## [EXERCISE OBJECTIVE]
How many lines in the records below contain the string "blurred"? Tally them and reply with only the number.

## [GIVEN ENTRIES]
########
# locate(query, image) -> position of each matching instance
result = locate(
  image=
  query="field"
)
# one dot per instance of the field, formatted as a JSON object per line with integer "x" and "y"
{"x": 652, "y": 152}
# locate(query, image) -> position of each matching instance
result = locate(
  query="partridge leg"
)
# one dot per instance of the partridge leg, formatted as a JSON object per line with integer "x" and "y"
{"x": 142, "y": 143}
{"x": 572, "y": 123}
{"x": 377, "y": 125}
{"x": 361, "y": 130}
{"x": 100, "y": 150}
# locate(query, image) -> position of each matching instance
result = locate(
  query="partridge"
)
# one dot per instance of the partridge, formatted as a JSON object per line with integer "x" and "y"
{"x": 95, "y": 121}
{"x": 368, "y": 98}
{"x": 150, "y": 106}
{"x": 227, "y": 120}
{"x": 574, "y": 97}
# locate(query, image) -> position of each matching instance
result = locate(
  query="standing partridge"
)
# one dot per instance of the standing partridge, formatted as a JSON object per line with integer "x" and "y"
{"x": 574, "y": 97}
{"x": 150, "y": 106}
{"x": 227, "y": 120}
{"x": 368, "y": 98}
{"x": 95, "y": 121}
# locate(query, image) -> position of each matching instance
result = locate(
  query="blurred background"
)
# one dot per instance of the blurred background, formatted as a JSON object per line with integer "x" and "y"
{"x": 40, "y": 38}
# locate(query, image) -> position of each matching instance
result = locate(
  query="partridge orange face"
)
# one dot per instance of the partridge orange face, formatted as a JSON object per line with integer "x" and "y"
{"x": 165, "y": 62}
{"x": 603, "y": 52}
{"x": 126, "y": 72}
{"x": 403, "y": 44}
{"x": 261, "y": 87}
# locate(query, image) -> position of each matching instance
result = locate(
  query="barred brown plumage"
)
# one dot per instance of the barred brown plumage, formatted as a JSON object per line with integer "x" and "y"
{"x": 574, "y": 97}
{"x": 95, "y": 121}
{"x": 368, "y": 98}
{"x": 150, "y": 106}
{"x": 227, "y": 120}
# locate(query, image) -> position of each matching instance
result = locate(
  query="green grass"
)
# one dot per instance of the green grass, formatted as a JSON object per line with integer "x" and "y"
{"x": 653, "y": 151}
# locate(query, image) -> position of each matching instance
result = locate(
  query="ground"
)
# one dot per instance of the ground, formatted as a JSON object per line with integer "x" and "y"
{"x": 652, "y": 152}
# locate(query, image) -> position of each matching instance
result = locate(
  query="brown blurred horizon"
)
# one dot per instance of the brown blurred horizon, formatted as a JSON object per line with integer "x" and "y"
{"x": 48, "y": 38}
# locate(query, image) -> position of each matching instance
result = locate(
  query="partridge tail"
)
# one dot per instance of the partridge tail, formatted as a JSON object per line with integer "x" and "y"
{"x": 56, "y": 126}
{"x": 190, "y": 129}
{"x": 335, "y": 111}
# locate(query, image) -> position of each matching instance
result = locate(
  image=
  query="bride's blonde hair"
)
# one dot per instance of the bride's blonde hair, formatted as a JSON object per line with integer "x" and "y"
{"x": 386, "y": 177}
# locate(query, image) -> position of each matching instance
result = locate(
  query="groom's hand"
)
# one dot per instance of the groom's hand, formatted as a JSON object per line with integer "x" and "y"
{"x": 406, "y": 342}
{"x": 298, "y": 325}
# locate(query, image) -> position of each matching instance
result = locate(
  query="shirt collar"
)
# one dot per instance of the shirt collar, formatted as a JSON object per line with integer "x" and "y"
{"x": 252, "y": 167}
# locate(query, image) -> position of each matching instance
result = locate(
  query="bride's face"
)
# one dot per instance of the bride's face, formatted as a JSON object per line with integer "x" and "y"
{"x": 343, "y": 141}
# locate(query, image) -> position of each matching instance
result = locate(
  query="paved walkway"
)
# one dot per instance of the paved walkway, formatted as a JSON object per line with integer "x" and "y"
########
## [FINAL ANSWER]
4